§ **WHAT IS BEING ASKED**
Any pictures in the records below should be skipped; write out everything else exactly.

§ **INPUT ROWS**

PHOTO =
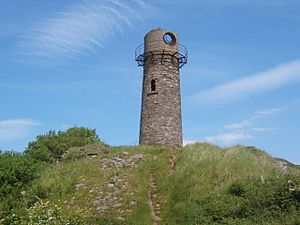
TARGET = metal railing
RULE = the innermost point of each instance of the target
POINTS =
(181, 54)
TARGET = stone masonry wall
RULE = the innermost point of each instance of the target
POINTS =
(161, 122)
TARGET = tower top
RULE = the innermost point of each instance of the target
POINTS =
(161, 42)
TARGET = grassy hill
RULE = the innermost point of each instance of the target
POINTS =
(198, 184)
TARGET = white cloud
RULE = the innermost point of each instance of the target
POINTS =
(261, 129)
(16, 128)
(228, 138)
(269, 112)
(242, 124)
(272, 79)
(240, 131)
(81, 28)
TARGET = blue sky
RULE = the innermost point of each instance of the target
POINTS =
(65, 63)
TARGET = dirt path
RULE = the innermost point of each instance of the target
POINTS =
(153, 198)
(152, 201)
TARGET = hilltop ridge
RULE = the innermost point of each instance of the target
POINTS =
(198, 184)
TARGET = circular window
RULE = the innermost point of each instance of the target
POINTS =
(169, 38)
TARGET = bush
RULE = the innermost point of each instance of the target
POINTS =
(51, 146)
(16, 171)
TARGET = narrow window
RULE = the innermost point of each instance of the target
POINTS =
(153, 85)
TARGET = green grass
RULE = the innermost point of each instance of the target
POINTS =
(210, 185)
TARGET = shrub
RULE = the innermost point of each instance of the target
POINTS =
(53, 145)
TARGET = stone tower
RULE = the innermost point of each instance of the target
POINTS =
(161, 56)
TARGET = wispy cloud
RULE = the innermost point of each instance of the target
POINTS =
(12, 129)
(240, 131)
(269, 112)
(81, 28)
(269, 80)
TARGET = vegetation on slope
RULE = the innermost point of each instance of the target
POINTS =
(89, 182)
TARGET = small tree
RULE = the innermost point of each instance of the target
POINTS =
(52, 146)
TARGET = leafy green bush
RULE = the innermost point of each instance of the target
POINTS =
(53, 145)
(16, 171)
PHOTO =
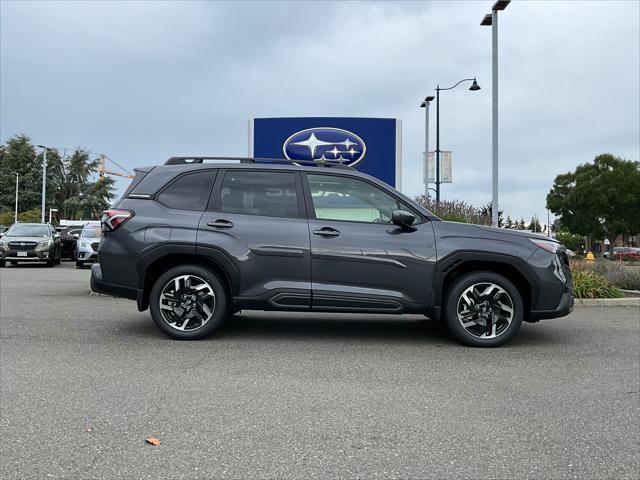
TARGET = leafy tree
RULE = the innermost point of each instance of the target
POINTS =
(69, 185)
(534, 225)
(509, 223)
(600, 198)
(487, 212)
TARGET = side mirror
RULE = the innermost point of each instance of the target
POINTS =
(403, 219)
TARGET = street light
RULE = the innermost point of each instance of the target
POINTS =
(44, 181)
(16, 213)
(51, 210)
(474, 87)
(492, 20)
(425, 105)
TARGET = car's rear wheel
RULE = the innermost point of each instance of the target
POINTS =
(188, 302)
(483, 309)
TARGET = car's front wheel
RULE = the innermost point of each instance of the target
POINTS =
(483, 309)
(188, 302)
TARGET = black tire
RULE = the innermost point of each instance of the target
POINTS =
(466, 336)
(220, 306)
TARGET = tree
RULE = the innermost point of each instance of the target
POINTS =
(487, 211)
(534, 225)
(69, 185)
(599, 199)
(509, 223)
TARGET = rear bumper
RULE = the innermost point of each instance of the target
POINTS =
(100, 286)
(565, 307)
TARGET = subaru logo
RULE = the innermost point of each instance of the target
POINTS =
(325, 144)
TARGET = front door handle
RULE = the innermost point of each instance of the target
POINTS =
(327, 232)
(220, 223)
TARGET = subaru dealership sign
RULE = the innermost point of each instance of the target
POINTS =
(371, 145)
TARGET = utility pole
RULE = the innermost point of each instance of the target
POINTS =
(492, 20)
(425, 105)
(15, 219)
(44, 182)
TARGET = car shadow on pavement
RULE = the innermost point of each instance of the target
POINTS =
(406, 329)
(361, 328)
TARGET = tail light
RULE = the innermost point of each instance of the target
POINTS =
(113, 219)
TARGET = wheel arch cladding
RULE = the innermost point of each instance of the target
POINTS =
(511, 268)
(164, 263)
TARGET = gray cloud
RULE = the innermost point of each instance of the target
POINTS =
(141, 81)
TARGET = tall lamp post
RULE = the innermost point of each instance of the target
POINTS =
(491, 19)
(425, 105)
(15, 218)
(44, 181)
(474, 87)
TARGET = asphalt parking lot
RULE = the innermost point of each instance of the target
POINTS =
(85, 378)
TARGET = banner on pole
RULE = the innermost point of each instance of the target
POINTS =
(446, 173)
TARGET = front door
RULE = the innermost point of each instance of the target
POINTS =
(257, 219)
(360, 260)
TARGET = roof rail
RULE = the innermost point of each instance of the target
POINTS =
(321, 163)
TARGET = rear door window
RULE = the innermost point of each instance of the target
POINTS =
(272, 194)
(189, 192)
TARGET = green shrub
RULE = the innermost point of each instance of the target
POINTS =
(625, 279)
(589, 284)
(570, 240)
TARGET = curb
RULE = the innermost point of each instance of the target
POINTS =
(608, 302)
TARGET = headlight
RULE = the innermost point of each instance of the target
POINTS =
(547, 245)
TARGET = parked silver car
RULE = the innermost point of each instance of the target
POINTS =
(87, 244)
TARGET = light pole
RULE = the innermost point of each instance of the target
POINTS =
(44, 181)
(51, 210)
(425, 105)
(492, 19)
(16, 213)
(474, 87)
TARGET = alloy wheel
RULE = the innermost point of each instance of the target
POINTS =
(187, 302)
(485, 310)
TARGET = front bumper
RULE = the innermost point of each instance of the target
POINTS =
(86, 254)
(24, 255)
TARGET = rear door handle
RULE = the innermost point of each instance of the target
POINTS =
(327, 232)
(220, 223)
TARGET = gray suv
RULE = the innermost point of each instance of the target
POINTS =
(30, 242)
(199, 238)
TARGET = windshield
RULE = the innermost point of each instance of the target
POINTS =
(92, 231)
(29, 231)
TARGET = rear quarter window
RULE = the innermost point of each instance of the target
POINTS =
(188, 192)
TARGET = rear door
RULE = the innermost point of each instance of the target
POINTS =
(360, 260)
(257, 219)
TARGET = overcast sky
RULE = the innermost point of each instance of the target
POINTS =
(141, 81)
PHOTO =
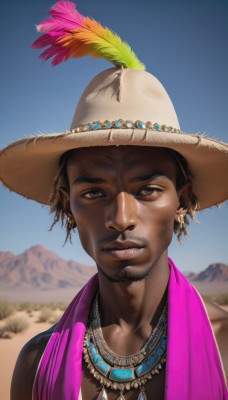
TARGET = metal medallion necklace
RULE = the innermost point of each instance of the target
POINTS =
(124, 373)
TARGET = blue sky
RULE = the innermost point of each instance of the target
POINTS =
(183, 43)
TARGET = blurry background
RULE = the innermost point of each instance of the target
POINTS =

§ **SOLUTION**
PHOTO =
TARGET = metal railing
RULE = the innermost point of each instance of the target
POINTS =
(181, 54)
TARGET = stone masonry wall
RULE = the innermost point of each instance of the target
POINTS =
(161, 122)
TARGET = tower top
RULE = the innermost point of each instance of the target
POINTS =
(161, 42)
TARGET = grassy hill
RULE = the innermost point of each instance of the target
POINTS =
(198, 184)
TARGET = white cloud
RULE = the innermost point of each instance of the target
POINTS =
(261, 129)
(16, 128)
(228, 138)
(269, 112)
(242, 124)
(272, 79)
(240, 131)
(81, 28)
TARGET = blue sky
RULE = the innermost point of each instance of the target
POINTS =
(65, 63)
TARGET = dirt path
RULE = the innermost point of each instance of the target
POINTS =
(153, 198)
(152, 201)
TARGET = hilltop ridge
RULE = the innermost point of each instance of the target
POINTS =
(198, 184)
TARGET = circular window
RULE = the innermost point of each instance of the target
POINTS =
(169, 38)
TARGET = bush
RULE = the innermost point of each instance of the target
POINTS =
(51, 146)
(16, 171)
TARGET = narrow window
RULE = the innermost point of each instance of the target
POINTS =
(153, 85)
TARGET = green grass
RULE = the innermost point of each instance of the target
POINTS =
(210, 185)
TARGET = shrub
RULE = the innermost point of each instance of the target
POINTS =
(53, 145)
TARGET = stone tower
RULE = the innermost point of each instance of the target
POINTS =
(161, 56)
TARGET = wispy cloud
RULE = the innermost point of each instance of the target
POINTS =
(12, 129)
(240, 131)
(269, 112)
(81, 28)
(269, 80)
TARGET = vegetation on slope
RULE = the innermost point of each instance of the target
POINTS =
(89, 182)
TARGET = small tree
RULE = the innermost point of each instance of the target
POINTS =
(52, 146)
TARGET = leafy green bush
RULE = the innermost point of each instance of the target
POINTS =
(53, 145)
(16, 171)
PHOTO =
TARGET = leafy tree
RULE = the innermost point of each instance of the target
POINTS =
(69, 185)
(534, 225)
(509, 223)
(600, 198)
(487, 212)
TARGET = side mirror
RULE = the innermost point of each instance of the target
POINTS =
(403, 219)
TARGET = street light
RULE = the innermost point of each instance of the target
POINTS =
(44, 181)
(16, 213)
(51, 210)
(474, 87)
(492, 20)
(425, 105)
TARGET = car's rear wheel
RULE = the innermost point of each instance of the target
POINTS =
(188, 302)
(483, 309)
TARGET = car's front wheel
RULE = the innermost point of each instance of the target
POINTS =
(483, 309)
(188, 302)
TARGET = black tire
RULE = the innermost point of each instance of the target
POINTS =
(466, 336)
(220, 306)
TARGET = tree
RULE = the innermost point of each instance of the target
POINTS =
(487, 211)
(534, 225)
(69, 185)
(599, 199)
(509, 223)
TARGET = rear bumper
RULE = the innermost point of each instance of the target
POINTS =
(100, 286)
(565, 307)
TARGET = subaru logo
RULE = the innermost point of each instance of the target
POINTS =
(325, 144)
TARGET = front door handle
RULE = the innermost point of each instance of the target
POINTS =
(327, 232)
(220, 223)
TARGET = subaru dealership sign
RULE = the innermost point of each instance of the target
POINTS =
(371, 145)
TARGET = utility pole
RULE = the innermost point of each instance of the target
POINTS =
(492, 20)
(425, 105)
(15, 219)
(44, 182)
TARGET = car shadow on pavement
RULE = the innermost point of each instance of the target
POINTS =
(406, 329)
(361, 328)
TARGET = tail light
RULE = the innermost point of each instance of the target
POINTS =
(113, 219)
TARGET = wheel arch cladding
RULE = the innermost point of each instance of the target
POINTS =
(511, 268)
(164, 263)
TARGET = gray cloud
RULE = the innermost point of each instance of the target
POINTS =
(141, 81)
TARGET = tall lamp post
RULE = the innermost point of each instance of the target
POINTS =
(491, 19)
(425, 105)
(15, 218)
(44, 181)
(474, 87)
TARGET = asphalt parking lot
RULE = the innermost point of each instance of the target
POINTS =
(85, 378)
TARGET = banner on pole
RULE = the innermost point of each instance of the target
POINTS =
(446, 173)
TARGET = front door
RULE = the innermost point of each instance of the target
POINTS =
(257, 219)
(360, 260)
TARGET = roof rail
RULE = the innermost point of each instance of the target
POINTS =
(321, 163)
TARGET = rear door window
RULE = the innermost point of each instance of the target
POINTS =
(272, 194)
(189, 192)
TARGET = green shrub
RULE = the innermost point of each instance of the target
POINTS =
(625, 279)
(589, 284)
(570, 240)
TARGET = curb
RULE = the innermost point of each instance of the target
POINTS =
(608, 302)
TARGET = headlight
RULE = the innermost point of each instance of the target
POINTS =
(547, 245)
TARGET = parked silver car
RULE = the innermost point of each instance of the target
POINTS =
(87, 244)
TARGET = light pole
RULE = the innermost point of each instance of the target
POINTS =
(44, 181)
(51, 210)
(425, 105)
(492, 19)
(16, 213)
(474, 87)
TARGET = alloy wheel
RULE = the innermost point of each instance of the target
POINTS =
(187, 302)
(485, 310)
TARGET = front bumper
RULE = the innermost point of each instance of the target
POINTS =
(86, 254)
(24, 255)
TARGET = rear door handle
RULE = the innermost point of each instance of the target
POINTS =
(327, 232)
(220, 223)
TARGET = gray suv
RULE = the innermost point of each instance of the target
POINTS =
(30, 242)
(199, 238)
TARGET = windshield
RULE = the innermost point of each instance of the target
POINTS =
(92, 231)
(29, 231)
TARGET = rear quarter window
RULE = the innermost point of each instance of the target
POINTS =
(188, 192)
TARGET = rear door
RULE = the innermost point of each instance of the target
POINTS =
(360, 260)
(257, 219)
TARGET = overcast sky
RULE = the innermost point of each instance of the target
POINTS =
(141, 81)
PHOTO =
TARGET = metal medallion necklace
RULE = the innermost point of each instance of the target
POINTS =
(124, 373)
TARGET = blue sky
RULE = the innermost point of each instance of the target
POINTS =
(183, 43)
TARGET = blurry background
RULE = the innermost point of each instance of the target
POINTS =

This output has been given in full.